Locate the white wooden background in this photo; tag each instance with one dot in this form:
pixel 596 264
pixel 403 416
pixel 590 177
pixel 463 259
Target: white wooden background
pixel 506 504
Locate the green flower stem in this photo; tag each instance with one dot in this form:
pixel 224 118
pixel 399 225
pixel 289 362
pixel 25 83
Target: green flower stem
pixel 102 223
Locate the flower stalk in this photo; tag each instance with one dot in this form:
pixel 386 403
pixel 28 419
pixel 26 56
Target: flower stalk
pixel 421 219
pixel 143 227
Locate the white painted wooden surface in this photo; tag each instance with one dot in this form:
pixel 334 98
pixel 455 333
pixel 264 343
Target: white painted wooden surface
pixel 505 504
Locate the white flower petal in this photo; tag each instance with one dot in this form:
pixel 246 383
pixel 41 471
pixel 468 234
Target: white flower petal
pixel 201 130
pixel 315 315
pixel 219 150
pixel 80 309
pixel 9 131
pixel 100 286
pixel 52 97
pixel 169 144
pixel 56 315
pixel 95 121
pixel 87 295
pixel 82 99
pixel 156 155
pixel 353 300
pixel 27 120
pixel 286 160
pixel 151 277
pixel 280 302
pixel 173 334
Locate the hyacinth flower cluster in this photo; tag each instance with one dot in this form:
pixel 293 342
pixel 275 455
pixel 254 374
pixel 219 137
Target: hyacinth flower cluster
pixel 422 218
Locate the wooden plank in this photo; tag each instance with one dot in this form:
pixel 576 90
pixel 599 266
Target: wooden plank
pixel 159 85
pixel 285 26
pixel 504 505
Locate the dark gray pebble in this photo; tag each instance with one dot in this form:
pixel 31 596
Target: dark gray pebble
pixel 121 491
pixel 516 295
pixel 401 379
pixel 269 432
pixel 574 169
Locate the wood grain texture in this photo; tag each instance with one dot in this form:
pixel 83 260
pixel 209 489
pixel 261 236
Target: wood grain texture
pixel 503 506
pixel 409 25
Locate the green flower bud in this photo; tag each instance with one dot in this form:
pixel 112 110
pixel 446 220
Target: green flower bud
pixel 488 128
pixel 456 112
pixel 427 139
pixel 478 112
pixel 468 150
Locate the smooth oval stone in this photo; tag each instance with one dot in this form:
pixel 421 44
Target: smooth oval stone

--

Task statement: Leaving each word as it is, reproduce all the material.

Solution for this task:
Locate the white wooden background in this photo; tag each instance with one dot in this form:
pixel 596 264
pixel 403 416
pixel 590 177
pixel 463 259
Target: white wooden background
pixel 506 504
Locate the green flower stem in this photo; tag each instance with one dot in this form:
pixel 224 118
pixel 399 225
pixel 289 362
pixel 25 83
Target: green flower stem
pixel 102 223
Locate the flower stalk in this photo; tag each instance with one dot in this form:
pixel 386 403
pixel 28 419
pixel 26 56
Target: flower stalk
pixel 421 219
pixel 143 227
Locate the white painted wooden surface in this photo; tag each instance with one dot in this form:
pixel 334 98
pixel 455 333
pixel 264 343
Target: white painted wooden surface
pixel 505 504
Locate the white flower petal in this photo; tag each instance with one dot in this form:
pixel 246 383
pixel 41 471
pixel 468 234
Target: white flower petal
pixel 201 130
pixel 315 315
pixel 219 150
pixel 80 309
pixel 9 131
pixel 100 286
pixel 52 97
pixel 169 144
pixel 56 315
pixel 95 121
pixel 87 295
pixel 82 99
pixel 156 155
pixel 353 300
pixel 27 120
pixel 286 160
pixel 151 277
pixel 280 302
pixel 173 334
Locate the hyacinth flower cluster in this photo; tag each instance with one dot in this form:
pixel 293 342
pixel 275 455
pixel 254 374
pixel 219 137
Target: hyacinth flower cluster
pixel 422 218
Locate the wooden plank in this photo; tag each instance with one dot in this form:
pixel 576 90
pixel 599 266
Target: wooden plank
pixel 159 85
pixel 285 26
pixel 504 505
Locate the dark gray pebble in this photo; tag each instance with one dot in this form:
pixel 31 596
Target: dark gray pebble
pixel 121 491
pixel 516 295
pixel 401 379
pixel 269 432
pixel 574 169
Locate the wood grain texture in this photo; tag each instance with one dot in this form:
pixel 83 260
pixel 209 489
pixel 261 236
Target: wood grain texture
pixel 503 506
pixel 409 25
Locate the green flower bud in this photo; tag each instance with one dot in this form:
pixel 112 110
pixel 446 220
Target: green flower bud
pixel 488 128
pixel 456 112
pixel 427 139
pixel 478 112
pixel 468 150
Locate the smooth oval stone in this photo; tag each instance with one dot in this form:
pixel 421 44
Target: smooth oval stone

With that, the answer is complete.